THE REQUEST: Edit the lines below by replacing "every occurrence" with "each instance" wherever it appears, leaving everything else unchanged.

SUPPLIED RECORDS:
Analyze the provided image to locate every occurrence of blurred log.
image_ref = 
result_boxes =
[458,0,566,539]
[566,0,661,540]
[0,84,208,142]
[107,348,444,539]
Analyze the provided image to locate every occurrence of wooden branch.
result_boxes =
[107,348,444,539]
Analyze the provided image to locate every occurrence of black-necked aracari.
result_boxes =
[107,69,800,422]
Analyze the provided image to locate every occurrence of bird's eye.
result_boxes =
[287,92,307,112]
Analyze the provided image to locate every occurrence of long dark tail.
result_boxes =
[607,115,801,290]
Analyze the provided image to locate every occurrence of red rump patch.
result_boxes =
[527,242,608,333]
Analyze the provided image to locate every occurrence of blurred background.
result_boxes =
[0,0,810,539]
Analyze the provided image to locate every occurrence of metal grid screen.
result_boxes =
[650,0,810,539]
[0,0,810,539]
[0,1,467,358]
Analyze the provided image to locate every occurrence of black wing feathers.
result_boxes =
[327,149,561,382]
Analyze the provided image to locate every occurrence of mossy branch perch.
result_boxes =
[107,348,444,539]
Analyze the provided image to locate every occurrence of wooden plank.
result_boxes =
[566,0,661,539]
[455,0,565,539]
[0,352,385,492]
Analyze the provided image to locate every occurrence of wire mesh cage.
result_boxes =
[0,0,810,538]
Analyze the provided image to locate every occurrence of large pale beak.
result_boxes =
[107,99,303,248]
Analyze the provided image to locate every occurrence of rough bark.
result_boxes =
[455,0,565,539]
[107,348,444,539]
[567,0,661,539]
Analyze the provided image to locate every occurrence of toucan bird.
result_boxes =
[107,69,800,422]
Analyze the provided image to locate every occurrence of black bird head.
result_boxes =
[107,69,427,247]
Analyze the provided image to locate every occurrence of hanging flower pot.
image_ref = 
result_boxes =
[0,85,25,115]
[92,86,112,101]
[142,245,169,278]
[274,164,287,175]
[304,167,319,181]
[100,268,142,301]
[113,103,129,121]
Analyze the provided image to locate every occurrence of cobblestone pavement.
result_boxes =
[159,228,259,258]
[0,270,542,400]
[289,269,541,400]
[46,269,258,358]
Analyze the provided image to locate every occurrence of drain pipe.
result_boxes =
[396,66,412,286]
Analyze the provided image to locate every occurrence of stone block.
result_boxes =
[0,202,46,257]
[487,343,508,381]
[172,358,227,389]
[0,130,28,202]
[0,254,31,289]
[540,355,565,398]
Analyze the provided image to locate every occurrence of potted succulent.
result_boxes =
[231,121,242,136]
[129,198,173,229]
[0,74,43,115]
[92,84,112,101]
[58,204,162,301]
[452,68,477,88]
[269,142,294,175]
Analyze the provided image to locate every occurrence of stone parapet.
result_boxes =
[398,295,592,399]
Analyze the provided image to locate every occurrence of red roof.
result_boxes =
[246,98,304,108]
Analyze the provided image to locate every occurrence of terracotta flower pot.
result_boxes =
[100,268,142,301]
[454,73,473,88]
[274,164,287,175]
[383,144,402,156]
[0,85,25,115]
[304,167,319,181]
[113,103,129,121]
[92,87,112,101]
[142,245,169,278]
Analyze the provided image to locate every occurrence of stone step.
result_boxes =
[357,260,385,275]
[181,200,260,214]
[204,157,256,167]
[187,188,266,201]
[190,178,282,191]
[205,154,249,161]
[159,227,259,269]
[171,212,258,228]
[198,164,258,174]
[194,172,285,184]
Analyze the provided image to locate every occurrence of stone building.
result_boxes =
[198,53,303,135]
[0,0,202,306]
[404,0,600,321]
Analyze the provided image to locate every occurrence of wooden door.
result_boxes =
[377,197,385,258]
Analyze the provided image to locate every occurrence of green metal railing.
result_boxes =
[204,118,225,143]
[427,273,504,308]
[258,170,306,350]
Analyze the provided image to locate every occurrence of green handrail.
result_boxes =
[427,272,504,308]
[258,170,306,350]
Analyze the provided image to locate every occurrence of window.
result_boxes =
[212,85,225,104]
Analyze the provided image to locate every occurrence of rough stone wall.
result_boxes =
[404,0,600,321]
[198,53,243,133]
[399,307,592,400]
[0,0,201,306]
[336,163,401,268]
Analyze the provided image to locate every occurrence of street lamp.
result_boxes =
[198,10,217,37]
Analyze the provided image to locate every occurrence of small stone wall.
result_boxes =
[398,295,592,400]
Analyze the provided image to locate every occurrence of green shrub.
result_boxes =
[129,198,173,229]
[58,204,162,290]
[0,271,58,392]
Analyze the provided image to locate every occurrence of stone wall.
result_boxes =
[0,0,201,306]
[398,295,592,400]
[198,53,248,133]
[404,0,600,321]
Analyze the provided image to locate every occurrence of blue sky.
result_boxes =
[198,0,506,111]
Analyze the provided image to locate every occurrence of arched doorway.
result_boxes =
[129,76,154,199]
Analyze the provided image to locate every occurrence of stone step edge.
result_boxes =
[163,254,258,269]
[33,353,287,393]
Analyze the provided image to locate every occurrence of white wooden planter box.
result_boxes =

ANSWER FOR THIS EXERCISE:
Analyze the provided image to locate each instance of blurred log.
image_ref = 
result_boxes =
[458,0,566,539]
[566,0,661,540]
[0,84,208,142]
[107,348,444,539]
Analyze the provided image to locate each instance of wooden branch.
result_boxes =
[107,348,444,539]
Analyze the provided image to locate each instance of black-necked aracari.
result_boxes =
[107,69,800,422]
Analyze the provided image to locate each instance of bird's eye.
result_boxes =
[287,92,307,112]
Analyze the provided image to locate each instance of long dark tail.
result_boxes =
[607,115,801,290]
Analyze the provided image to locate each instance of red rump patch.
result_boxes =
[527,242,608,333]
Analyze the provided image to locate each instance of blurred background.
result_boxes =
[0,0,810,539]
Analyze the provided image to locate each instance of metal grid screen.
result_boxes =
[650,0,810,539]
[0,0,810,539]
[0,1,467,358]
Analyze the provided image to locate each instance of black wing feathers.
result_boxes =
[327,149,561,382]
Analyze the provided image to locate each instance of mossy branch perch.
result_boxes =
[107,348,444,539]
Analyze the provided image to locate each instance of wooden plank.
result_boxes =
[566,0,661,539]
[455,0,565,539]
[0,352,385,492]
Analyze the provided image to locate each instance of wire mesh cage.
result_boxes =
[0,0,810,538]
Analyze the provided image to locate each instance of large pale beak.
result_boxes =
[107,99,303,248]
Analyze the provided image to locate each instance of rough bark.
result_boxes =
[455,0,565,539]
[107,348,444,539]
[567,0,661,539]
Analyze the provided image to locate each instance of toucan bird.
result_boxes =
[107,69,800,422]
Analyze the provided image to locate each instance of black bird head.
result_boxes =
[107,69,427,247]
Analyze the provided image to locate each instance of hanging flower pot.
image_ref = 
result_boxes =
[0,85,25,115]
[92,86,112,101]
[142,245,169,278]
[274,164,287,175]
[304,167,319,181]
[100,268,142,301]
[113,103,129,121]
Analyze the provided image to locate each instance of cobblestone pavement.
result_boxes =
[159,228,259,258]
[0,270,542,400]
[289,269,541,400]
[46,269,258,358]
Analyze the provided image to locate each instance of drain pipe.
result_boxes =
[396,66,412,286]
Analyze the provided image to locate each instance of stone block.
result_boxes =
[0,202,46,257]
[487,343,508,381]
[172,358,227,389]
[0,130,28,202]
[0,254,31,289]
[540,355,565,398]
Analyze the provided image to locate each instance of potted succulent.
result_boxes =
[231,121,242,136]
[129,198,173,229]
[0,74,43,115]
[92,84,112,101]
[58,204,162,301]
[452,68,477,88]
[269,142,294,175]
Analyze the provided image to locate each instance of stone parapet.
result_boxes =
[398,295,592,399]
Analyze the provided image to locate each instance of red roof.
result_boxes =
[246,98,304,108]
Analyze the provided image to locate each instance of terracotta flower pot.
result_boxes =
[100,268,142,301]
[454,73,473,88]
[274,164,287,175]
[383,144,402,156]
[0,85,25,115]
[304,167,319,181]
[113,103,129,121]
[92,87,112,101]
[142,245,169,278]
Analyze the provided image to locate each instance of stone step.
result_boxes =
[357,260,385,275]
[181,200,260,214]
[204,157,256,167]
[187,188,266,201]
[190,178,282,191]
[205,154,249,161]
[159,227,259,269]
[171,212,258,228]
[198,164,258,174]
[194,172,285,184]
Analyze the provided image to locate each instance of stone building.
result_boxes =
[198,53,303,135]
[0,0,202,306]
[404,0,600,321]
Analyze the provided image to locate each instance of wooden door.
result_boxes =
[377,197,385,258]
Analyze the provided image to locate each instance of green metal railing.
result_boxes =
[204,118,225,143]
[427,273,504,308]
[258,170,306,350]
Analyze the provided image to locate each instance of green handrail.
result_boxes =
[427,272,504,308]
[258,170,306,350]
Analyze the provided image to locate each instance of window.
result_boxes =
[212,85,225,104]
Analyze the provided image to locate each instance of rough stone wall.
result_boxes =
[404,0,600,321]
[198,53,243,133]
[399,307,592,400]
[0,0,201,306]
[336,163,401,268]
Analyze the provided image to locate each instance of street lamp.
result_boxes =
[198,10,217,37]
Analyze the provided image to locate each instance of small stone wall.
result_boxes =
[398,295,592,400]
Analyze the provided image to locate each instance of green shrub.
result_boxes =
[129,198,173,229]
[58,204,162,290]
[0,271,58,392]
Analyze the provided image to locate each instance of stone wall.
result_boxes =
[0,0,201,306]
[398,295,592,400]
[198,53,248,133]
[404,0,600,321]
Analyze the provided image to locate each instance of blue sky.
result_boxes =
[198,0,506,111]
Analyze the provided image to locate each instance of arched doorway.
result_boxes =
[129,76,154,199]
Analyze the provided image to locate each instance of stone step edge.
result_boxes =
[163,254,258,269]
[33,353,287,393]
Analyze the provided image to locate each instance of white wooden planter box.
result_boxes =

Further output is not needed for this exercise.